• _DOCUMENTO-FONTE_:
%%

Foto: O Projeto Comprova é uma iniciativa colaborativa, apartidária e sem fins lucrativos liderada pela Abraji – Associação Brasileira de Jornalismo Investigativo

Comprova Explica: Quando navegamos nas redes sociais, somos apresentados a diferentes conteúdos, mas já parou para pensar quem escolhe o que vemos? São os algoritmos, criados por programadores seguindo instruções de empresas como X, TikTok e Meta, dona do Facebook e Instagram. “Eles não são neutros”, afirma Kérley Winques, professora e pesquisadora da Faculdade de Comunicação da Universidade Federal de Juiz de Fora (UFJF).

Além de não serem neutros, os algoritmos, no caso das redes sociais, respondem a estímulos dados pelos usuários. Quanto mais você curte um tipo de conteúdo, mais eles te recomendam outros semelhantes – inclusive posts com desinformação. A seguir, a seção Comprova Explica mostra como eles funcionam e traz informações sobre a formação das chamadas bolhas, entre outros pontos.

O que são e como funcionam os algoritmos?

O dicionário Oxford traz duas definições para a palavra “algoritmo”: “sequência finita de regras, raciocínios ou operações que, aplicada a um número finito de dados, permite solucionar classes semelhantes de problemas” e “conjunto das regras e procedimentos lógicos perfeitamente definidos que levam à solução de um problema em um número finito de etapas”.

%%

• _SEÇÃO DE DADOS_:
%%

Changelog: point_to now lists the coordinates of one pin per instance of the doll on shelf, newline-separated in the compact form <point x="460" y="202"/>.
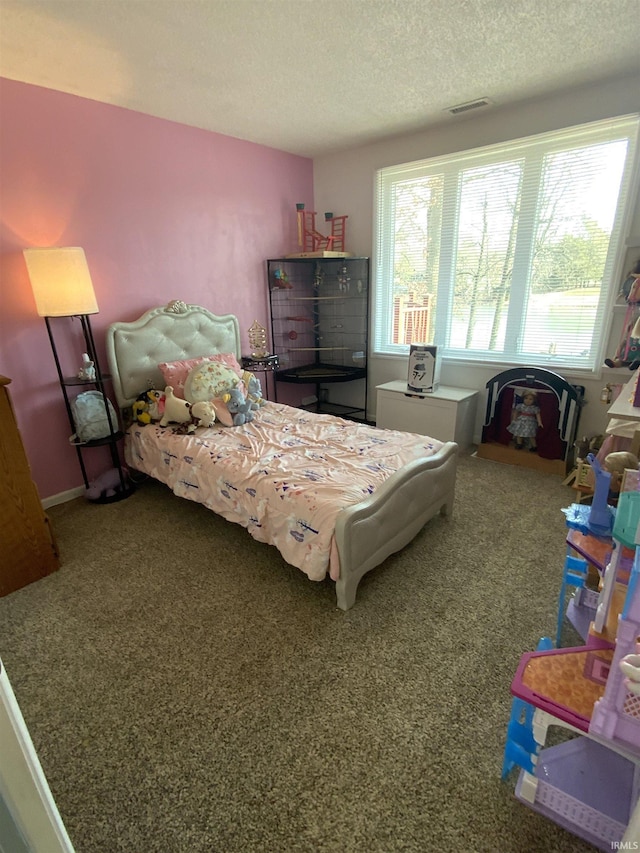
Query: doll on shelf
<point x="525" y="421"/>
<point x="628" y="352"/>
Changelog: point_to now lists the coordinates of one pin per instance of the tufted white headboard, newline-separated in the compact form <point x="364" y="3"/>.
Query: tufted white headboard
<point x="170" y="333"/>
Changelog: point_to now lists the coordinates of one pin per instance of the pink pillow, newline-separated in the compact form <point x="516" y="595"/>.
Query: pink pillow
<point x="175" y="372"/>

%%

• _TAREFAS_:
- 1) Reescreva em forma de lista o parágrafo do documento-fonte que começa com “Além de não serem neutros”, mantendo seus fatos principais.
- 2) Prossiga com o texto sobre os algoritmos das redes sociais a partir do ponto em que ele termina.

• _RESPOSTAS_:
- 1)
- Nas redes sociais, os algoritmos não são neutros e respondem a estímulos dados pelos usuários.
- Quanto mais alguém curte um tipo de conteúdo, mais recebe recomendações de conteúdos semelhantes, inclusive posts com desinformação.
- A seção Comprova Explica mostra a seguir como os algoritmos funcionam e traz informações sobre a formação das chamadas bolhas, entre outros pontos.

- 2)
Segundo Paola Accioly, professora de Engenharia de Software do Centro de Informática da Universidade Federal de Pernambuco (UFPE), o conceito de algoritmo é genérico, e significa um passo a passo com instruções para a execução de uma determinada tarefa. Nesse sentido, ela explica, pode ser feita uma analogia com a produção de um bolo, em que a descrição da receita seria um algoritmo para se chegar ao resultado final.

Em informática, os algoritmos são criados por meio de linguagens de programação, como Python. Nas redes sociais, explica a professora, são utilizados algoritmos de inteligência artificial, que aprendem, por exemplo, sobre o que o usuário gosta de ver para recomendar conteúdos parecidos. O objetivo é manter o usuário fidelizado à plataforma.

“Qualquer interação que uma pessoa fizer na rede social, os algoritmos vão estar aprendendo sobre o seu padrão de comportamento”, diz Paola Accioly.

A professora Kérley Winques explica que os algoritmos das redes sociais são programados por meio de códigos que, alimentados com dados dos usuários, geram resultados específicos, como filtrar informações e classificar conteúdos.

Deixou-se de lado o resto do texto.